Return every one of the records below word for word, changing nothing and adding nothing.

[START ENTRIES PROVIDED]

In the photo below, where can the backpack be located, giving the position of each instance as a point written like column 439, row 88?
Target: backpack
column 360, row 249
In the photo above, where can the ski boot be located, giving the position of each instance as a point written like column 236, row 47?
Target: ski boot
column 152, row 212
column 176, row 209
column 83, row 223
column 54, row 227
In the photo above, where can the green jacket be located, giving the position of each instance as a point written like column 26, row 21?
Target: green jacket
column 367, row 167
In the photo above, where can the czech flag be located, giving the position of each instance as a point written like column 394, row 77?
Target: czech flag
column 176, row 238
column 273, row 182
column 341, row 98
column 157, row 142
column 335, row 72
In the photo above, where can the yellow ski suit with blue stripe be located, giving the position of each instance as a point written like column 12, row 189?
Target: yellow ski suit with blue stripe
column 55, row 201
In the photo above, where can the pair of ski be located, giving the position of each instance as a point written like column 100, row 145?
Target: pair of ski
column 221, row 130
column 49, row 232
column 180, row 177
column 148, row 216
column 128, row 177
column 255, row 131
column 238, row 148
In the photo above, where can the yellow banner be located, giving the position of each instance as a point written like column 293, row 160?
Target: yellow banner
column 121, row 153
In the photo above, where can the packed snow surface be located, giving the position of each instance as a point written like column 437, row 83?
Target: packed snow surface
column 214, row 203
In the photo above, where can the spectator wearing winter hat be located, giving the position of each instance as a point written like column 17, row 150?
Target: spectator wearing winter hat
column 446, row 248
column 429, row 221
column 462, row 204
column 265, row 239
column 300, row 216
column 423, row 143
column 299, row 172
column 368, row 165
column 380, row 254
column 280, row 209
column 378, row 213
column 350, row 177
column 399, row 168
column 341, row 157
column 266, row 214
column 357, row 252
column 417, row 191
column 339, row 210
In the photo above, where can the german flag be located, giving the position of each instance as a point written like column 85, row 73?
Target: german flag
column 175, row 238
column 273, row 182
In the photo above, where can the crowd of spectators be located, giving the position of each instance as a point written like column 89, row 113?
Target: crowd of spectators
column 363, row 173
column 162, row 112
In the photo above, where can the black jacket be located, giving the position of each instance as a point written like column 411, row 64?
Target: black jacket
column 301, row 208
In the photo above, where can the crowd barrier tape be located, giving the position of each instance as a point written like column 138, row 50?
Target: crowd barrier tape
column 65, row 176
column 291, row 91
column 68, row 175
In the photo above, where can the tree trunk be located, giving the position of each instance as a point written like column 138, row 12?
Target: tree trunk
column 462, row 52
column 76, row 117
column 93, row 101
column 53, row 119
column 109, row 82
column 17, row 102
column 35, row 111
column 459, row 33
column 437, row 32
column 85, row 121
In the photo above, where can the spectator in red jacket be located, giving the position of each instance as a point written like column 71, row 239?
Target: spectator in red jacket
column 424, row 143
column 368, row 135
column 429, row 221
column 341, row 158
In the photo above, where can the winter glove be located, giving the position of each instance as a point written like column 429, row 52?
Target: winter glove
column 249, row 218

[END ENTRIES PROVIDED]

* [COMPLETED TASK]
In the photo below, where can the backpack be located, giving the position of each instance as a point written like column 439, row 88?
Target: backpack
column 360, row 249
In the photo above, where can the ski boot be located, giving the position of each instance as a point written like column 236, row 47?
Target: ski boot
column 152, row 212
column 176, row 209
column 83, row 223
column 54, row 227
In the photo above, where can the green jacket be located, giving the position of each instance as a point written like column 26, row 21?
Target: green jacket
column 367, row 167
In the photo above, where can the czech flag be located, giving the position of each instance as a point written like column 394, row 77?
Target: czech flag
column 176, row 238
column 273, row 182
column 341, row 98
column 157, row 142
column 335, row 72
In the photo above, where can the yellow ski suit with blue stripe be located, giving the position of each instance as a point written like column 12, row 189?
Target: yellow ski suit with blue stripe
column 55, row 201
In the photo above, where can the pair of ski be located, giving the position of each instance as a point written like column 100, row 145?
Target: pair of ski
column 221, row 130
column 49, row 232
column 180, row 177
column 148, row 216
column 128, row 177
column 255, row 131
column 238, row 148
In the photo above, where can the yellow banner be located, giving the position of each instance as a point written like column 293, row 160?
Target: yellow banner
column 121, row 153
In the photo above, where can the packed snow surface be located, giving the position of each instance as a point written like column 437, row 83?
Target: packed snow surface
column 214, row 203
In the photo above, where can the spectator wearing winter hat be located, giving the position of each instance as a point written like column 17, row 150?
Target: spectator wearing winter hat
column 446, row 248
column 429, row 221
column 462, row 204
column 265, row 239
column 300, row 216
column 423, row 143
column 299, row 172
column 368, row 165
column 380, row 254
column 280, row 209
column 378, row 213
column 350, row 177
column 399, row 168
column 341, row 157
column 266, row 214
column 357, row 252
column 417, row 191
column 339, row 210
In the photo above, where can the german flag be located, giving the position of each instance as a point written like column 85, row 73?
Target: german flag
column 175, row 238
column 273, row 182
In the photo above, where can the crowd of spectators be located, giving the position of each instance as a point written like column 89, row 113?
Target: crowd of spectators
column 363, row 173
column 162, row 112
In the photo above, where can the black jacket be located, giving the position of each instance as a point written like column 411, row 64?
Target: black jacket
column 301, row 208
In the photo above, where can the crowd barrier tape be located, giving the position of each instance as a point written like column 138, row 50?
Target: crowd barrier tape
column 65, row 176
column 291, row 91
column 68, row 175
In the photo above, where can the tree trunk be located, giving the position of each instance as a point written like column 138, row 12?
Target: tree trunk
column 462, row 52
column 76, row 117
column 93, row 101
column 53, row 119
column 109, row 82
column 17, row 102
column 35, row 111
column 459, row 33
column 437, row 32
column 85, row 121
In the photo above, where can the spectator in red jacket be located, giving the position of each instance as a point written like column 71, row 239?
Target: spectator in red jacket
column 424, row 143
column 368, row 135
column 429, row 221
column 341, row 158
In the photo above, where can the winter glove be located, giving the position of each instance as a point written like column 429, row 52?
Target: winter glove
column 249, row 218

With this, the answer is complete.